[WHAT IS BEING ASKED] Copy every line in the records below word for word, leaving out the pictures.

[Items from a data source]
-------------------------
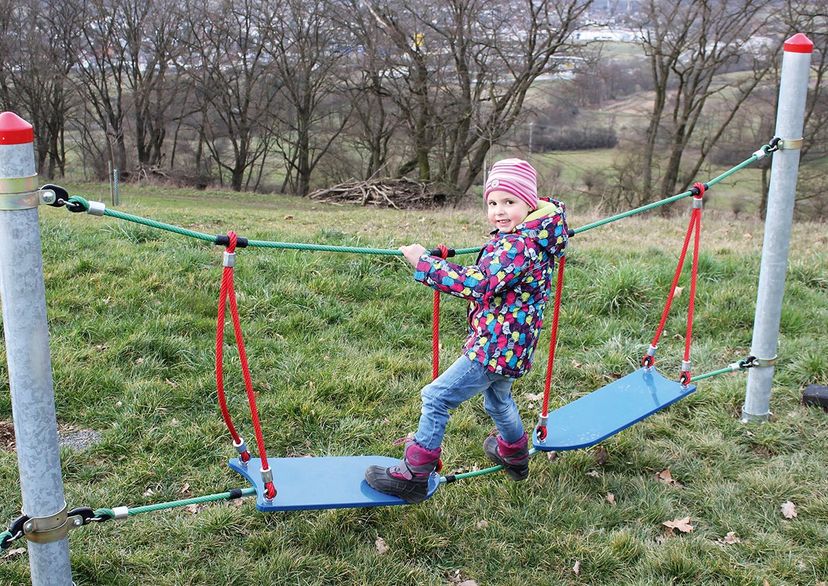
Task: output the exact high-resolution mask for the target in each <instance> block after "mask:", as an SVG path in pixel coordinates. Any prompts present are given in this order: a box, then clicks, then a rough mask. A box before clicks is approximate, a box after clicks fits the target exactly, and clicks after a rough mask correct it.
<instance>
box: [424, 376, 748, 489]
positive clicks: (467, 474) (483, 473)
mask: <svg viewBox="0 0 828 586" xmlns="http://www.w3.org/2000/svg"><path fill="white" fill-rule="evenodd" d="M745 369H746V367H744V366H739V367H738V368H733V367H732V366H729V367H726V368H720V369H719V370H713V371H711V372H706V373H704V374H700V375H698V376H694V377H692V378H691V379H690V381H691V382H695V381H699V380H704V379H706V378H712V377H714V376H719V375H722V374H727V373H729V372H736V371H737V370H739V371H741V370H745ZM536 453H537V450H535V449H534V448H532V449H530V450H529V456H530V457H532V456H534V455H535V454H536ZM501 470H503V466H502V465H498V466H492V467H490V468H483V469H482V470H475V471H474V472H464V473H463V474H454V475H453V476H452V478H453V480H465V479H468V478H475V477H477V476H485V475H486V474H492V473H494V472H500V471H501ZM447 480H448V479H447V478H446V477H445V476H441V477H440V482H441V483H445V482H447Z"/></svg>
-------------------------
[RESPONSE AREA]
Task: output the exact high-resolution mask for the target in each <instance> block after "mask:", as an SVG path in pixel coordinates. Any prompts present are given in this order: a box, then clicks, then a rough mask. A box before clicks is approximate, a box after clicks fits the target exactly, and clicks after a rough mask correct it.
<instance>
box: [424, 376, 748, 489]
positive clicks: (467, 474) (483, 473)
mask: <svg viewBox="0 0 828 586" xmlns="http://www.w3.org/2000/svg"><path fill="white" fill-rule="evenodd" d="M745 369H746V367H744V366H739V367H738V368H733V367H732V366H729V367H726V368H720V369H719V370H713V371H711V372H706V373H704V374H700V375H698V376H694V377H692V378H691V379H690V381H691V382H695V381H699V380H704V379H706V378H712V377H714V376H719V375H722V374H727V373H729V372H736V371H737V370H739V371H741V370H745ZM536 453H537V450H535V449H534V448H532V449H530V450H529V456H530V457H532V456H534V455H535V454H536ZM501 470H503V466H502V465H498V466H492V467H490V468H483V469H482V470H475V471H474V472H464V473H463V474H454V475H453V476H452V478H453V480H465V479H468V478H475V477H477V476H485V475H486V474H492V473H494V472H500V471H501ZM447 480H448V479H447V478H446V477H445V476H441V477H440V482H441V483H445V482H447Z"/></svg>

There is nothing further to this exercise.